DATA SHOWN START
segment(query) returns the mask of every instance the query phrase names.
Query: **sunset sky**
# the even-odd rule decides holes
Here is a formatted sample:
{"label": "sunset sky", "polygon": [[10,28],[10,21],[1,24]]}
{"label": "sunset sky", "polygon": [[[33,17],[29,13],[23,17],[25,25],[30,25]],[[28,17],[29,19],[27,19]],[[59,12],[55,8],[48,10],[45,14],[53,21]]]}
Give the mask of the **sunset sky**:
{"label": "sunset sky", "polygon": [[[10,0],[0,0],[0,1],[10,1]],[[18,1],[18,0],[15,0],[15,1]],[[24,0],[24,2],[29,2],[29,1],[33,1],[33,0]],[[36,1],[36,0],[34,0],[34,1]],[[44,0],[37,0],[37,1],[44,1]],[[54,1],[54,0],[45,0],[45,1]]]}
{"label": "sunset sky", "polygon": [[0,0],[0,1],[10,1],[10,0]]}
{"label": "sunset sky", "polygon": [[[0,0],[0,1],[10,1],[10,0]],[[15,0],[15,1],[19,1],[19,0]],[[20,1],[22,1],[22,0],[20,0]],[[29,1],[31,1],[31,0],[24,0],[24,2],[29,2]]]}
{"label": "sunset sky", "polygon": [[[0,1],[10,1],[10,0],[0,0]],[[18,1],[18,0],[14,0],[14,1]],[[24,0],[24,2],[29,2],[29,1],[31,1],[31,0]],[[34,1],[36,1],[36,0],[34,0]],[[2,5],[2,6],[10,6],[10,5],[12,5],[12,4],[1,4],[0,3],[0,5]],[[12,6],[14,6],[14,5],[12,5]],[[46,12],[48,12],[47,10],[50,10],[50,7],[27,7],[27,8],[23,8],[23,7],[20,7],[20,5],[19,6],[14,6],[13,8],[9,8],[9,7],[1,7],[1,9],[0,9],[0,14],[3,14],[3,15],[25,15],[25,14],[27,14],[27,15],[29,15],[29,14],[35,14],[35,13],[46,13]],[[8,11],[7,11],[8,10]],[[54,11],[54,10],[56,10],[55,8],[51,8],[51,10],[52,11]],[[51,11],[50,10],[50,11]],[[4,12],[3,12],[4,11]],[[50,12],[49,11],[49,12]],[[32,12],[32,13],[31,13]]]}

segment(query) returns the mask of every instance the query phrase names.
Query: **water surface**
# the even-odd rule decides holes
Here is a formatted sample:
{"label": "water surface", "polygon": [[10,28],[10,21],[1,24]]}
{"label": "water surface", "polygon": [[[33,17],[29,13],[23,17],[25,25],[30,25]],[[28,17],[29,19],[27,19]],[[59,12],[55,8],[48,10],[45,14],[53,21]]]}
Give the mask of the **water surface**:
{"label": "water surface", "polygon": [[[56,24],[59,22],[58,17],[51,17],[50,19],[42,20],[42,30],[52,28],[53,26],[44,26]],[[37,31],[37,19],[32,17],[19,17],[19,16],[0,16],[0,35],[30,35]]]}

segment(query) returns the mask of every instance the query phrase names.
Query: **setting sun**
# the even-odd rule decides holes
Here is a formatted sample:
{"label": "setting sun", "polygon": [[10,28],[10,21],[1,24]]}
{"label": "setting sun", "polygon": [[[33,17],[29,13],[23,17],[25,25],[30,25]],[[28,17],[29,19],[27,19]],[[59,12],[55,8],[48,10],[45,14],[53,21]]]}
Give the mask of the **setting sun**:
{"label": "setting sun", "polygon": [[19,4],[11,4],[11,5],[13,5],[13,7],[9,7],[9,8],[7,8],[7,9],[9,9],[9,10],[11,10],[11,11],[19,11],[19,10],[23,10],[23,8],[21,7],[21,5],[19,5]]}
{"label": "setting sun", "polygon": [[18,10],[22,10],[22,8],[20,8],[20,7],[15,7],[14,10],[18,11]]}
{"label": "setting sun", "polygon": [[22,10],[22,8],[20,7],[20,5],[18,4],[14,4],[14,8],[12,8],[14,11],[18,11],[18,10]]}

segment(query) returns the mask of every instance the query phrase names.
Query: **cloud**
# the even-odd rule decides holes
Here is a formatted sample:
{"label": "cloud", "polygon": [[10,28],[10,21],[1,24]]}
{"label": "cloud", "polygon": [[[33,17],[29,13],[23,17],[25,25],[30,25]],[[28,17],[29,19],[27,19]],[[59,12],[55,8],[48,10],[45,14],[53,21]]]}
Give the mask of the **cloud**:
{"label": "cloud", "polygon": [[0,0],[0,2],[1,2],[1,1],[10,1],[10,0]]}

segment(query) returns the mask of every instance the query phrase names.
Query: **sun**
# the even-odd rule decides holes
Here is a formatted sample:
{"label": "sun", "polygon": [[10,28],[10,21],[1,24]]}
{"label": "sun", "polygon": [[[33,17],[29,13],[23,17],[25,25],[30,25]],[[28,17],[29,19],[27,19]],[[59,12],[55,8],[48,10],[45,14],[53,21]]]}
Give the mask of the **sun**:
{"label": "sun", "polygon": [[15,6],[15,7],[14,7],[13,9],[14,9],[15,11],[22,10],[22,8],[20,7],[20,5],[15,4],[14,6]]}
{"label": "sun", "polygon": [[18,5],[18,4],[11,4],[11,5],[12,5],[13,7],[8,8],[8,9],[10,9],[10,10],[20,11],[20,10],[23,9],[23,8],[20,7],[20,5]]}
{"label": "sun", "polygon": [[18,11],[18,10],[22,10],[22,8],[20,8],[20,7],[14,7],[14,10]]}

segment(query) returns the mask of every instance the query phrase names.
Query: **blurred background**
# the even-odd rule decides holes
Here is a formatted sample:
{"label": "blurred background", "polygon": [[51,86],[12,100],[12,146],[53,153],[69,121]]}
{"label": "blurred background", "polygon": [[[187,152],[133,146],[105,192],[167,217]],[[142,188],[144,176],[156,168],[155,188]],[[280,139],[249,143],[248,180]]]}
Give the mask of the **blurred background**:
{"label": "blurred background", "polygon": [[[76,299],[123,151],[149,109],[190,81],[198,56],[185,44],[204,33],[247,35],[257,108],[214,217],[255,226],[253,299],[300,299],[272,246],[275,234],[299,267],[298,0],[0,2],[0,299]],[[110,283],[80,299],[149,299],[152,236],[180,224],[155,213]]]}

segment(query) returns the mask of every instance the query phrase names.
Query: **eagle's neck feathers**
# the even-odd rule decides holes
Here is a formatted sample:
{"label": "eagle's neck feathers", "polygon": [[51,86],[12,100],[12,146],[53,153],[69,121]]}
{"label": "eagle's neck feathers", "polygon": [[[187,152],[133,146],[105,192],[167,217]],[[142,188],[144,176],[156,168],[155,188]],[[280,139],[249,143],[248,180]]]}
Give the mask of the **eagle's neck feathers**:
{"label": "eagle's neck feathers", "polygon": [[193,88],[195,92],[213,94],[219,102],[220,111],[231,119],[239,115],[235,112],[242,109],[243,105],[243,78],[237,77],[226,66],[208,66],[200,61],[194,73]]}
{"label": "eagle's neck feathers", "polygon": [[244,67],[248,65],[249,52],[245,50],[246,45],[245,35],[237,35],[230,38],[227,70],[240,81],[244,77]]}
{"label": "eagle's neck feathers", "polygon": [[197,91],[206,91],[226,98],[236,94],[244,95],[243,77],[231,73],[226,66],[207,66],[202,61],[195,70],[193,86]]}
DATA SHOWN END
_TASK TO CARRY OUT_: The response should consist of every record above, reproduced exactly.

_RESPONSE BOX_:
segment(query) returns the mask of every instance the query phrase names.
Query: **sunset sky**
# the even-odd rule decides holes
Here is a formatted sample:
{"label": "sunset sky", "polygon": [[10,28],[10,21],[1,24]]}
{"label": "sunset sky", "polygon": [[[33,17],[29,13],[23,17],[25,25],[30,25]],[[28,17],[29,19],[27,19]],[[59,12],[55,8],[48,10],[45,14],[53,21]]]}
Give the mask of the **sunset sky**:
{"label": "sunset sky", "polygon": [[[10,0],[0,0],[0,1],[10,1]],[[18,1],[18,0],[15,0],[15,1]],[[24,0],[24,2],[29,2],[29,1],[33,1],[33,0]],[[36,1],[36,0],[34,0],[34,1]],[[44,0],[37,0],[37,1],[44,1]],[[54,1],[54,0],[45,0],[45,1]]]}
{"label": "sunset sky", "polygon": [[0,0],[0,1],[10,1],[10,0]]}
{"label": "sunset sky", "polygon": [[[0,0],[0,1],[10,1],[10,0]],[[15,0],[15,1],[19,1],[19,0]],[[20,1],[22,1],[22,0],[20,0]],[[29,1],[31,1],[31,0],[24,0],[24,2],[29,2]]]}
{"label": "sunset sky", "polygon": [[[0,1],[10,1],[10,0],[0,0]],[[18,1],[18,0],[14,0],[14,1]],[[24,0],[24,2],[29,2],[29,1],[31,1],[31,0]],[[34,1],[36,1],[36,0],[34,0]],[[2,5],[2,6],[10,6],[10,5],[12,5],[12,4],[1,4],[0,3],[0,5]],[[12,6],[14,6],[14,5],[12,5]],[[46,12],[48,12],[47,10],[50,10],[50,7],[27,7],[27,8],[23,8],[23,7],[20,7],[20,5],[19,6],[14,6],[13,8],[9,8],[9,7],[1,7],[1,9],[0,9],[0,14],[3,14],[3,15],[25,15],[25,14],[27,14],[27,15],[29,15],[29,14],[35,14],[35,13],[46,13]],[[8,11],[7,11],[8,10]],[[54,11],[54,10],[56,10],[55,8],[51,8],[51,10],[52,11]],[[51,11],[50,10],[50,11]],[[4,12],[3,12],[4,11]],[[50,12],[49,11],[49,12]],[[32,12],[32,13],[31,13]]]}

segment(query) returns the mask of every instance the query phrase names.
Query: **water surface**
# the even-odd rule decides holes
Here is a formatted sample:
{"label": "water surface", "polygon": [[10,28],[10,21],[1,24]]}
{"label": "water surface", "polygon": [[[33,17],[29,13],[23,17],[25,25],[30,25]],[[28,17],[29,19],[27,19]],[[59,12],[55,8],[48,10],[45,14],[53,21]]]}
Give the mask of the **water surface**:
{"label": "water surface", "polygon": [[[56,24],[59,22],[58,17],[51,17],[50,19],[42,20],[42,30],[52,28],[53,26],[44,26]],[[37,31],[37,19],[32,17],[19,17],[19,16],[0,16],[0,35],[30,35]]]}

segment(query) returns the mask of every instance the query phrase names.
Query: **setting sun**
# the even-odd rule decides holes
Here is a formatted sample:
{"label": "setting sun", "polygon": [[10,28],[10,21],[1,24]]}
{"label": "setting sun", "polygon": [[[33,17],[29,13],[23,17],[25,25],[30,25]],[[28,17],[29,19],[27,19]],[[59,12],[55,8],[48,10],[45,14],[53,21]]]}
Give the mask of the **setting sun**:
{"label": "setting sun", "polygon": [[19,4],[11,4],[11,5],[13,5],[13,7],[9,7],[9,8],[7,8],[7,9],[9,9],[9,10],[11,10],[11,11],[19,11],[19,10],[23,10],[23,8],[21,7],[21,5],[19,5]]}
{"label": "setting sun", "polygon": [[18,10],[22,10],[22,8],[20,8],[20,7],[15,7],[14,10],[18,11]]}
{"label": "setting sun", "polygon": [[22,10],[22,8],[20,7],[20,5],[18,4],[14,4],[14,8],[12,8],[14,11],[18,11],[18,10]]}

segment(query) returns the mask of every instance the query phrase names.
Query: **cloud**
# the even-odd rule decides holes
Here is a formatted sample:
{"label": "cloud", "polygon": [[10,28],[10,21],[1,24]]}
{"label": "cloud", "polygon": [[[33,17],[29,13],[23,17],[25,25],[30,25]],[[28,17],[29,19],[27,19]],[[59,12],[55,8],[48,10],[45,14],[53,21]]]}
Give the mask of the **cloud**:
{"label": "cloud", "polygon": [[0,0],[0,2],[1,2],[1,1],[10,1],[10,0]]}

segment(query) returns the mask of every instance the query phrase names.
Query: **sun**
# the even-odd rule decides holes
Here is a formatted sample:
{"label": "sun", "polygon": [[10,28],[10,21],[1,24]]}
{"label": "sun", "polygon": [[[33,17],[29,13],[23,17],[25,25],[30,25]],[[28,17],[29,19],[27,19]],[[59,12],[55,8],[48,10],[45,14],[53,21]]]}
Give the mask of the **sun**:
{"label": "sun", "polygon": [[15,6],[15,7],[14,7],[13,9],[14,9],[15,11],[22,10],[22,8],[20,7],[20,5],[15,4],[14,6]]}
{"label": "sun", "polygon": [[18,5],[18,4],[11,4],[11,5],[12,5],[13,7],[8,8],[8,9],[10,9],[10,10],[20,11],[20,10],[23,9],[23,8],[20,7],[20,5]]}
{"label": "sun", "polygon": [[18,11],[18,10],[22,10],[22,8],[20,8],[20,7],[14,7],[14,10]]}

segment(query) returns the mask of every instance the query phrase names.
Query: **blurred background**
# the even-odd rule decides holes
Here is a formatted sample:
{"label": "blurred background", "polygon": [[51,86],[12,100],[12,146],[53,153],[69,121]]}
{"label": "blurred background", "polygon": [[[187,152],[133,146],[105,192],[167,217]],[[142,188],[144,176],[156,168],[155,188]],[[280,139],[249,143],[248,180]]]}
Give the mask of the **blurred background**:
{"label": "blurred background", "polygon": [[[76,299],[123,151],[149,109],[190,81],[198,56],[185,44],[204,33],[247,35],[257,108],[214,217],[255,226],[253,299],[300,299],[272,246],[275,234],[299,267],[298,0],[0,2],[0,299]],[[110,283],[80,299],[149,299],[152,236],[180,224],[155,213]]]}

segment(query) returns the mask of every instance the query phrase names.
Query: **eagle's neck feathers**
# the even-odd rule decides holes
Here is a formatted sample:
{"label": "eagle's neck feathers", "polygon": [[51,86],[12,100],[12,146],[53,153],[69,121]]}
{"label": "eagle's neck feathers", "polygon": [[[187,152],[133,146],[105,192],[167,217]],[[142,188],[144,176],[156,168],[155,188]],[[280,139],[249,143],[248,180]]]}
Give the mask of the **eagle's neck feathers**:
{"label": "eagle's neck feathers", "polygon": [[193,88],[195,92],[213,94],[219,102],[220,111],[231,119],[239,115],[235,112],[242,109],[243,105],[243,78],[237,77],[226,66],[208,66],[200,61],[194,73]]}
{"label": "eagle's neck feathers", "polygon": [[244,67],[248,65],[249,52],[245,50],[246,45],[245,35],[237,35],[230,38],[227,70],[240,81],[244,77]]}
{"label": "eagle's neck feathers", "polygon": [[197,91],[206,91],[226,98],[236,94],[244,95],[243,77],[231,73],[226,66],[207,66],[202,61],[195,70],[193,86]]}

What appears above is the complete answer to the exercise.